• What is needed: Copy every line of the material below with no changes.

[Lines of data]
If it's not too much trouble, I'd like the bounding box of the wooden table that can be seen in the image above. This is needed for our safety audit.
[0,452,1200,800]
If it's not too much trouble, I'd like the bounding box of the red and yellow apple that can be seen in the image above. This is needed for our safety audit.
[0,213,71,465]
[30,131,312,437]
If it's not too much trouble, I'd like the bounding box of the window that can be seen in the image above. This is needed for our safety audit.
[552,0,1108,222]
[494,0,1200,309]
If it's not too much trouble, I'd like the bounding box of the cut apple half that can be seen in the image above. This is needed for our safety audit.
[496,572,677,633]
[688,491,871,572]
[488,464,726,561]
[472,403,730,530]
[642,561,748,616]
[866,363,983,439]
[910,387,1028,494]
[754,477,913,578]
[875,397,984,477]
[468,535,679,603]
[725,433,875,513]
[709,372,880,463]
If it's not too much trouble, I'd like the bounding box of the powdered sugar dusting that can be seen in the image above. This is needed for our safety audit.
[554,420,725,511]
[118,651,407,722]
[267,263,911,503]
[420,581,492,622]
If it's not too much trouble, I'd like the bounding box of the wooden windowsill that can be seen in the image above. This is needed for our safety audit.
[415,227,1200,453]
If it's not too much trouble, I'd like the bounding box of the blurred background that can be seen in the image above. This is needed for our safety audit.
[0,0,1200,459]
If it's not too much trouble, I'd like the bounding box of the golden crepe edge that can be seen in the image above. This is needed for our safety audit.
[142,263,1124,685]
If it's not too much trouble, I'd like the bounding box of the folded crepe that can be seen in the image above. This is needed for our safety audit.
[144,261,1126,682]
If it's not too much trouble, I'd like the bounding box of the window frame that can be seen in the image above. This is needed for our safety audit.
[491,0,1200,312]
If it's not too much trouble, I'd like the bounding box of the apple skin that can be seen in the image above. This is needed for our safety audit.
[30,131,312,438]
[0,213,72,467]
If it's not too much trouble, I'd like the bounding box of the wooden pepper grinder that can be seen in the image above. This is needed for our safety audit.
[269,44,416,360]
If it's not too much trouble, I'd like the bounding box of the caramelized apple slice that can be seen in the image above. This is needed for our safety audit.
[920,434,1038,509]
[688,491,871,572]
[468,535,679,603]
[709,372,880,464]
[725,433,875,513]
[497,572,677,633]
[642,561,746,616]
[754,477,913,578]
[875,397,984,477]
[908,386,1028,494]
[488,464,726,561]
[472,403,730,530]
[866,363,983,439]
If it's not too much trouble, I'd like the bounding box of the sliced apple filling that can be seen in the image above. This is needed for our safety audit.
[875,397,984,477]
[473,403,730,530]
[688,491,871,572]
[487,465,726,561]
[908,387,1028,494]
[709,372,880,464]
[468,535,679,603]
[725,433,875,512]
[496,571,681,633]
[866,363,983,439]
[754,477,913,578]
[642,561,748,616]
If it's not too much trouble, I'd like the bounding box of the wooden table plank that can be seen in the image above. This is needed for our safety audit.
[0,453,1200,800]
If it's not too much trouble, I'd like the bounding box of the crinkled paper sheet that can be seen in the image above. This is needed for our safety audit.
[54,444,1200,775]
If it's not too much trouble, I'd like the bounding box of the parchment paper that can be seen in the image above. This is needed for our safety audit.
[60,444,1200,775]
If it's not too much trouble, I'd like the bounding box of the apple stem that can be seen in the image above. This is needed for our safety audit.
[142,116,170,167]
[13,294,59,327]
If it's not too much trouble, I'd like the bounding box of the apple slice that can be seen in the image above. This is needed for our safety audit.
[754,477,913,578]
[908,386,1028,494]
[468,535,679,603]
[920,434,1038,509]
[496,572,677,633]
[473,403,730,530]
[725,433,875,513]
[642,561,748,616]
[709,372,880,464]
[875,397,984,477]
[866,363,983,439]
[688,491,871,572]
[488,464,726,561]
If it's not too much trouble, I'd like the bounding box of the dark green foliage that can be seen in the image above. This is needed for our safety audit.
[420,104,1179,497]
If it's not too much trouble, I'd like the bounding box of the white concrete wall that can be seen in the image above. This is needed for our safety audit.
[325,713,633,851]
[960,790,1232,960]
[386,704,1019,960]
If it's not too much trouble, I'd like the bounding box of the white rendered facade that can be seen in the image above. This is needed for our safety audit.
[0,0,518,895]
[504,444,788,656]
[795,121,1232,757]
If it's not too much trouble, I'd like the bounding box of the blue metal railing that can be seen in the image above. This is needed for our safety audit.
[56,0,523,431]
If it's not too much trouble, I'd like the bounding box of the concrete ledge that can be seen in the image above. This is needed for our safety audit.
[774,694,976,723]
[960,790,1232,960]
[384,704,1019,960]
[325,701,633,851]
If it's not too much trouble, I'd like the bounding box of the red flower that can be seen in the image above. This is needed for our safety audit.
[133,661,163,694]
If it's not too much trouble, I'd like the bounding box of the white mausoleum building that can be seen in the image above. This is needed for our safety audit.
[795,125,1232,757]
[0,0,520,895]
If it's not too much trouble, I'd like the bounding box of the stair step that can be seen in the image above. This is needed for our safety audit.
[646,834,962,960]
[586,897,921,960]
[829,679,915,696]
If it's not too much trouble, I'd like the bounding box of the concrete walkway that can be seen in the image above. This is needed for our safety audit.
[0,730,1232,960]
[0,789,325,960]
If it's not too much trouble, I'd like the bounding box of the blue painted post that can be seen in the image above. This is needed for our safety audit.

• Result for this exercise:
If it's not too much trouble, I'd like the bounding box of the wooden table that can be seen in the image above. This is needed for our safety audit.
[0,452,1200,800]
If it's not too much trouble, I'd like the bounding box of the red and yellow apple that can be seen in the image above. This is needed for our safety audit.
[0,213,71,465]
[30,131,312,437]
If it's not too much trouble, I'd like the bounding box of the window that can be seen in the image above. This is needed for our safety audit.
[552,0,1108,222]
[494,0,1200,309]
If it's not too much trouble, I'd like the bounding box of the cut apple half that can be seen in the image above. This is needed for our safety audit.
[496,572,677,633]
[688,491,871,572]
[488,464,726,561]
[472,403,730,530]
[642,561,748,616]
[866,363,983,439]
[910,387,1028,494]
[754,477,913,578]
[875,397,984,477]
[468,535,679,603]
[725,433,875,513]
[709,372,880,463]
If it's not too much trouble, I'd like the bounding box of the powdered sugar dusting that can be seen in the image above. This is needed for our safety audit.
[554,420,725,511]
[118,651,407,722]
[267,263,911,503]
[420,581,492,622]
If it's not too much trouble, I'd like the bounding box of the wooden windowsill that can be seen in the image above. This is needed for our safety audit.
[415,227,1200,453]
If it's not too much trouble, I'd like the bounding box of the blurred background that can be seen in the image above. This is needed for our safety audit.
[0,0,1200,459]
If it's not too much trouble, I'd like the bounding box of the golden crepe edge that can be seen in the image above. This is needed for our safety audit.
[142,263,1124,685]
If it's not too much trouble, I'd like the bounding box of the folded crepe that can be seen in the image above. This is needed for our safety audit.
[144,261,1126,682]
If it's not too much trouble, I'd like the bounding box of the window frame that can be seen in the image above. This is needed for our safety audit.
[491,0,1200,312]
If it's not too much trouble, I'd like the bounding box of the apple skin that can be seen in the image above. This is needed for our safety audit.
[30,131,312,438]
[0,213,72,467]
If it's not too much trouble, I'd like the bounding box of the wooden pepper grinder that can be seen in the image above. This is needed for our safety audit.
[269,44,416,360]
If it's not too much trouble, I'd like the bounding box of the caramelized apple slice that can be seen in the image above. This is needed for our safety audit.
[920,434,1038,509]
[688,491,871,572]
[468,535,679,603]
[709,372,880,464]
[725,433,875,513]
[497,572,677,633]
[642,561,746,616]
[754,477,913,578]
[875,397,984,477]
[908,386,1028,494]
[488,464,726,561]
[472,403,730,530]
[866,363,983,439]
If it's not too much trouble, I'd like the bounding box of the sliced apple filling that can be seen in the image above. This is needed for our safety audit.
[875,397,984,477]
[473,403,730,530]
[688,491,871,572]
[487,465,726,561]
[908,387,1028,494]
[709,372,880,464]
[468,535,679,603]
[725,433,875,512]
[496,571,681,633]
[866,363,983,439]
[754,477,913,578]
[642,561,748,616]
If it's not too much trouble, I'd like the bounding box of the wooden table plank that can be seen in the image above. This is needed for our safety audit.
[0,453,1200,800]
If it's not too much trouble, I'd like the bounding box of the crinkled paper sheet that can be seen in the image above. This is needed for our safety audit.
[54,444,1200,775]
If it's not too much trouble, I'd like the bounding box of the parchment paper that can be seen in the image above. This is needed for our safety audit.
[60,444,1200,775]
If it's not too much trouble, I'd like the bounding box of the apple stem that can be seen in the image above. This is needed for our safety audit.
[142,116,170,167]
[13,294,59,327]
If it's not too much trouble, I'd like the bounding box of the apple slice that can be seen in the image above. This is needed for our safety audit.
[754,477,913,578]
[908,386,1028,494]
[468,535,679,603]
[920,434,1038,509]
[496,572,677,633]
[473,403,730,530]
[725,433,875,513]
[642,561,748,616]
[709,372,880,464]
[875,397,984,477]
[866,363,983,439]
[688,491,871,572]
[488,464,726,561]
If it's not too much trouble, I'd like the bounding box of the dark green foliage that can be seen in the image above. This is needed for our safety audit.
[420,104,1179,497]
If it's not too much trouble, I'd like the bounding box of the white concrete wall that can be seen in the image above. This is needed for our safety audit.
[325,713,633,851]
[960,790,1232,960]
[386,704,1019,960]
If it's not too much trouble, I'd like the bounding box of the white rendered facade that can be seen in the image above. This is needed for our safety audit.
[0,0,518,895]
[504,444,788,656]
[795,121,1232,757]
If it's not too much trouble, I'd like the bounding box of the blue metal railing that can be seen in the image above. This is needed for our safety audit.
[56,0,523,431]
If it's not too much trouble, I'd like the bounding box of the concrete ledge that can be seen in the image above. This is needed for our safety audit.
[774,694,976,723]
[960,790,1232,960]
[384,704,1019,960]
[325,701,633,851]
If it's not too much trouble, I'd like the bounding box of the red flower that can be seen in the image above. This is needed for our safety audit.
[133,661,163,694]
If it's not too much trouble, I'd like the bounding box of the white mausoleum building that can be seen in the image above. This is needed for our safety audit.
[795,125,1232,757]
[0,0,520,895]
If it's not too much trouble, I'd like the bounding box of the stair step that can be seen in the image above. This is needed for our safety audit.
[646,834,962,960]
[586,897,921,960]
[829,679,915,696]
If it's not too much trouble, I'd like the bounding box of the concrete walkway that can be seen in the image above. This is needed for our safety audit.
[0,730,1232,960]
[0,789,325,960]
If it's not too much trouble, I'd like the bounding box of the blue painted post that can be seen in the image above. This is needed for our safety audit.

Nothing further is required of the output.